▸ Task input
■ ■ ■ ■ ■ ■ ■

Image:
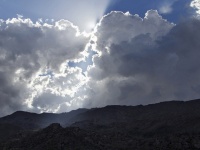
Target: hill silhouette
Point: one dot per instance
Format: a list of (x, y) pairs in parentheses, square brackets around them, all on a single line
[(166, 125)]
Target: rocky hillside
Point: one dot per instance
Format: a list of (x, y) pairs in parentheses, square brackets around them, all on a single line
[(167, 125)]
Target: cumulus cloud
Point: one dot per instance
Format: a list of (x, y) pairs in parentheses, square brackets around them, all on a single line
[(136, 61), (152, 60), (196, 5), (166, 6), (29, 51)]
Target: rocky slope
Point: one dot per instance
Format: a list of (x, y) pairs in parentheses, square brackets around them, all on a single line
[(167, 125)]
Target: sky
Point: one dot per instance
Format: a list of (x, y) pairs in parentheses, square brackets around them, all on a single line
[(57, 56)]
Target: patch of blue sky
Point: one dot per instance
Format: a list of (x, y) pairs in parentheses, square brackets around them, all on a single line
[(179, 8), (83, 64)]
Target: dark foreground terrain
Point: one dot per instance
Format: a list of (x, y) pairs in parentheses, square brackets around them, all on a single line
[(167, 125)]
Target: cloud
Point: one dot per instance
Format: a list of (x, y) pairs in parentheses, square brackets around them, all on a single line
[(166, 7), (29, 50), (144, 61), (196, 5), (85, 14), (136, 61)]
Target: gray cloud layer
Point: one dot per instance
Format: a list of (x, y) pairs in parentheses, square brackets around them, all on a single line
[(138, 61)]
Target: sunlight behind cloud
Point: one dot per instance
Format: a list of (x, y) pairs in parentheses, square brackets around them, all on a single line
[(84, 14)]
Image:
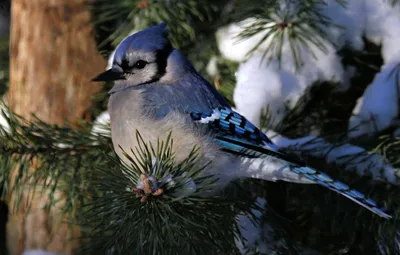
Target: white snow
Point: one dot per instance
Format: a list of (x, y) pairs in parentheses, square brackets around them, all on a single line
[(234, 49), (378, 107), (349, 23), (382, 27), (261, 84)]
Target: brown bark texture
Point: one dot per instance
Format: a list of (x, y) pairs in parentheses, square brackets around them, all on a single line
[(53, 56)]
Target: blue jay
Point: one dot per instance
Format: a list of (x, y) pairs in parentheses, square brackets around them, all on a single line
[(157, 90)]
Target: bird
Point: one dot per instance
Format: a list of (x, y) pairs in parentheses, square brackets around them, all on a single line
[(157, 91)]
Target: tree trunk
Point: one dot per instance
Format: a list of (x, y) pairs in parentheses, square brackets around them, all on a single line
[(53, 56)]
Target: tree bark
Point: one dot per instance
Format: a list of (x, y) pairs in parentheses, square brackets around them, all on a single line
[(53, 56)]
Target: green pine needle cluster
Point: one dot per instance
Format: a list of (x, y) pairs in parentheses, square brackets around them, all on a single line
[(179, 221)]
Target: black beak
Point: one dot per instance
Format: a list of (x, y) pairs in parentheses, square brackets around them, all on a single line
[(110, 75)]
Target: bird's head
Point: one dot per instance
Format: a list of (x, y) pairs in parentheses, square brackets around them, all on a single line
[(140, 58)]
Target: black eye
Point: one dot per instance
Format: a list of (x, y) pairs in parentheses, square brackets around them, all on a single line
[(140, 64)]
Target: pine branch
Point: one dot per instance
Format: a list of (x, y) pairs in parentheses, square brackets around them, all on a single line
[(298, 25)]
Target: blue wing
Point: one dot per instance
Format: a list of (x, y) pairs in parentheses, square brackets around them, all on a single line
[(235, 134)]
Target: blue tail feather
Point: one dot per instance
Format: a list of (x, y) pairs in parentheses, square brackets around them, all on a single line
[(236, 135)]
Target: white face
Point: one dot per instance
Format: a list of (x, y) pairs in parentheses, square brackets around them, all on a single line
[(139, 67)]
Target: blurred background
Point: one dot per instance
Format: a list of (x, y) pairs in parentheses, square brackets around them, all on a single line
[(321, 77)]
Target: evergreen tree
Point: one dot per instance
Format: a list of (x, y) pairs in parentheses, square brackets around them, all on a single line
[(321, 77)]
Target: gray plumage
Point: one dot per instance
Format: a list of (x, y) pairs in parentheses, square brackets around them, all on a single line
[(157, 90)]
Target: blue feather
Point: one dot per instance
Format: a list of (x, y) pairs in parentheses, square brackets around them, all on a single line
[(235, 134)]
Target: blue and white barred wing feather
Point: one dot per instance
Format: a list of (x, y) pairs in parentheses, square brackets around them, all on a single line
[(235, 134)]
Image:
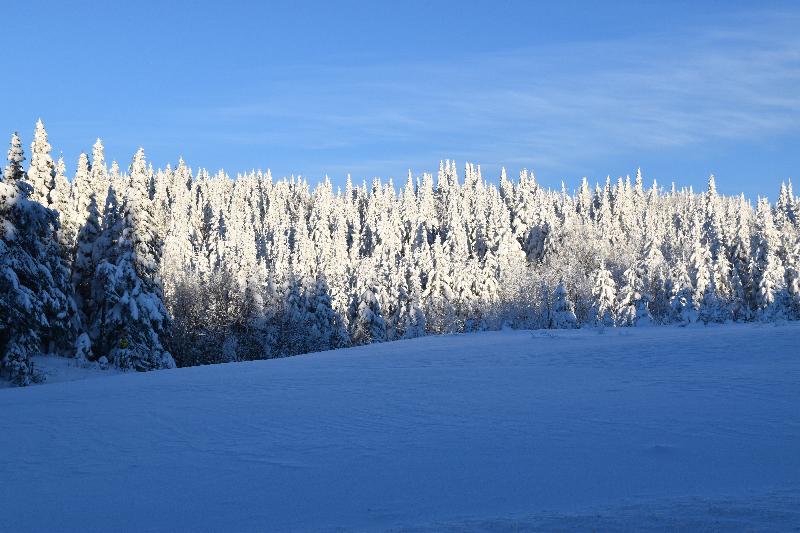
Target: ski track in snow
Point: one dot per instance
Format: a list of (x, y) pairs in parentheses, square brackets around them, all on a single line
[(655, 429)]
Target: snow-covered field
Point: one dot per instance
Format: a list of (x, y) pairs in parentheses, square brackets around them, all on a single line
[(641, 428)]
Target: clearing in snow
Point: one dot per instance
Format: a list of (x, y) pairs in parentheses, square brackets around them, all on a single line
[(641, 428)]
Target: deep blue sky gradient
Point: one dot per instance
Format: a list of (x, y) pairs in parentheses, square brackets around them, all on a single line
[(568, 89)]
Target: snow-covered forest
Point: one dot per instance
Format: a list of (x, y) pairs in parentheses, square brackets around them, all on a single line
[(149, 268)]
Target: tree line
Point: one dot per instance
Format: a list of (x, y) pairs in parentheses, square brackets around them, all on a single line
[(152, 268)]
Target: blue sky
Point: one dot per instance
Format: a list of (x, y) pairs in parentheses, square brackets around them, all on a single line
[(681, 89)]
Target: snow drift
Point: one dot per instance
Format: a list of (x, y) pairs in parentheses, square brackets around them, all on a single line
[(646, 428)]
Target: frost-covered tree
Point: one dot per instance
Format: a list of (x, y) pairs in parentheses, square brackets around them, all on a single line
[(604, 291), (562, 315), (367, 324)]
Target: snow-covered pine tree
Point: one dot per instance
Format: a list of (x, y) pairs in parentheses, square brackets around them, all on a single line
[(42, 171), (368, 324), (604, 292), (130, 319), (37, 314), (562, 315)]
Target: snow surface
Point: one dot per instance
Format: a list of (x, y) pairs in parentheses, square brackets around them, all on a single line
[(637, 428)]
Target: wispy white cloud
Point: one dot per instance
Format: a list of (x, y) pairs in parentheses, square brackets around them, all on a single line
[(552, 106)]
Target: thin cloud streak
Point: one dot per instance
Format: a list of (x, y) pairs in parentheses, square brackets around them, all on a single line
[(560, 106)]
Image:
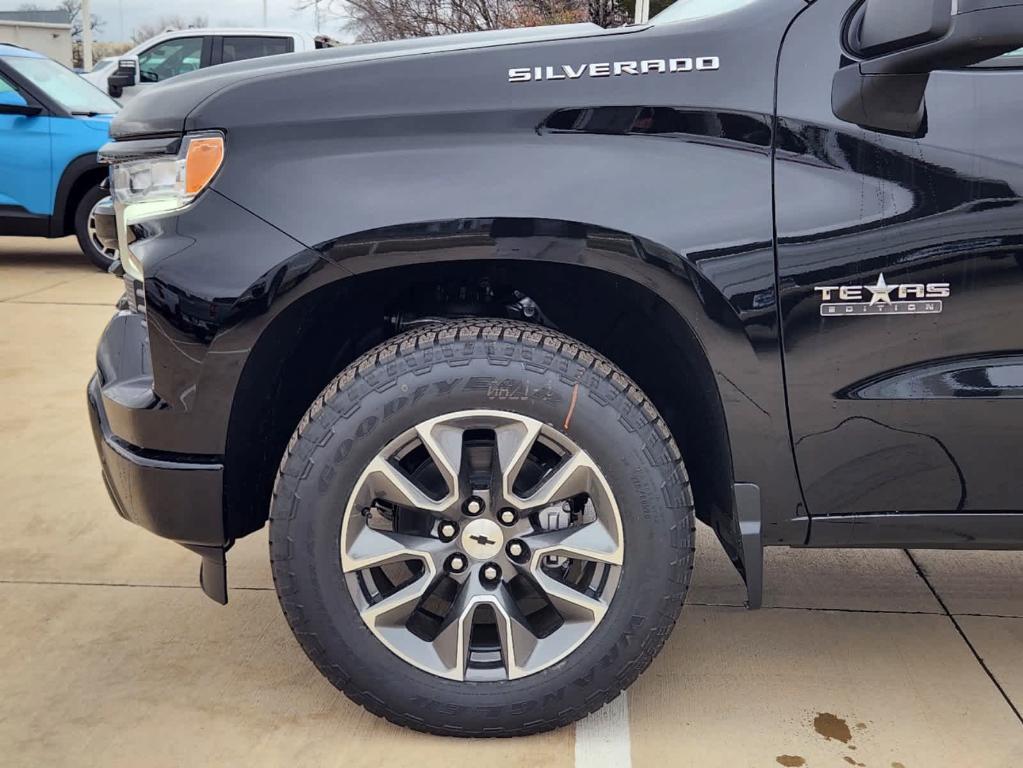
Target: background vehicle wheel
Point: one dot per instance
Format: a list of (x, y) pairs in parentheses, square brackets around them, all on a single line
[(85, 230), (482, 528)]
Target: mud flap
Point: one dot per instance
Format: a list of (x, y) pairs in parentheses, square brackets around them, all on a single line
[(213, 571), (748, 514)]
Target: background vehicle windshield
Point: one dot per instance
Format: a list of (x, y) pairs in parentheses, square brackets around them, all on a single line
[(684, 10), (63, 86)]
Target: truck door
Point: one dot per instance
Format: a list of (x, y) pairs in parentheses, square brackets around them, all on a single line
[(900, 286), (169, 58)]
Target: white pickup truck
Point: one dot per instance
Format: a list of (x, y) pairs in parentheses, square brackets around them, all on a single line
[(176, 52)]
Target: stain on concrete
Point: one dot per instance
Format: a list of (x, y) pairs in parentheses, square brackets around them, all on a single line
[(790, 761), (832, 726)]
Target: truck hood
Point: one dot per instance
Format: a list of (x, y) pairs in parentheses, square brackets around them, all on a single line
[(163, 108)]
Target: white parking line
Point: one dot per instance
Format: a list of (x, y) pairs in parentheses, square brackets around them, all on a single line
[(603, 738)]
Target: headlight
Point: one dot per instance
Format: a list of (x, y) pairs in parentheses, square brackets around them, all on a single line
[(164, 184), (159, 185)]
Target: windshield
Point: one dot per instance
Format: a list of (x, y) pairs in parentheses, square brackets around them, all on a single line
[(76, 94), (684, 10)]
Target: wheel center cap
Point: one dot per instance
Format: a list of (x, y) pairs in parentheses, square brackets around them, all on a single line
[(482, 539)]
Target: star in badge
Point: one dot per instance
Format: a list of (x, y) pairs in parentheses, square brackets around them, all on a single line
[(881, 289)]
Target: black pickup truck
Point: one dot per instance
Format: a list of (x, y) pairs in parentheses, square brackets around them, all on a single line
[(482, 324)]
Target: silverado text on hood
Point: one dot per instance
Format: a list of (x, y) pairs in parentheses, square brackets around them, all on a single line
[(613, 69)]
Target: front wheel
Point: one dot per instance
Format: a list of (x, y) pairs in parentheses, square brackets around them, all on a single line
[(85, 230), (482, 528)]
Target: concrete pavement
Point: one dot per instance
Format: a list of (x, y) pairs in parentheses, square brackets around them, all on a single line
[(110, 656)]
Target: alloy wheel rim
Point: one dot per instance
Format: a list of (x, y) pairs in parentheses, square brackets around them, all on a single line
[(482, 545)]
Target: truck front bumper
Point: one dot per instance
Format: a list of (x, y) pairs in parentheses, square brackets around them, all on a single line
[(176, 496)]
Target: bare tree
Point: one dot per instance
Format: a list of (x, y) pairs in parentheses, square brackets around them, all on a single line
[(146, 31), (369, 20), (74, 10)]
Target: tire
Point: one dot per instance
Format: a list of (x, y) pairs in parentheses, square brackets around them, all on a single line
[(510, 371), (83, 231)]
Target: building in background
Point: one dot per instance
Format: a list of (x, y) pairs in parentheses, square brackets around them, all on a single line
[(47, 32)]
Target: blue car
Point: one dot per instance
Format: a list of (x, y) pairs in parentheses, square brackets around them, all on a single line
[(51, 124)]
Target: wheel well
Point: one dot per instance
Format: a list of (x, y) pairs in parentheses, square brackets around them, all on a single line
[(79, 187), (320, 333)]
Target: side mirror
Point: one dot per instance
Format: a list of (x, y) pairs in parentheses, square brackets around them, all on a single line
[(12, 102), (901, 42), (124, 77)]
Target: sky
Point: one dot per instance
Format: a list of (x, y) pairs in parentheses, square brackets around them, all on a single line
[(121, 16)]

■ ■ ■ ■ ■ ■ ■

▸ Set task
Retype the lines from the one containing "Target: alloy wheel rim" up to and including the one containing "[(176, 496)]", keeping them exactly the same.

▸ Solution for this exercise
Target: alloy wheel rim
Point: one dot per instance
Format: a list of (x, y) pairs in parentheses, square brackets around them, all on a single line
[(482, 545)]
Target: truck front bumper
Point: one dot per instance
Format: a list of (x, y) pairs in parentheses, square brackets around them, all on a single line
[(176, 496)]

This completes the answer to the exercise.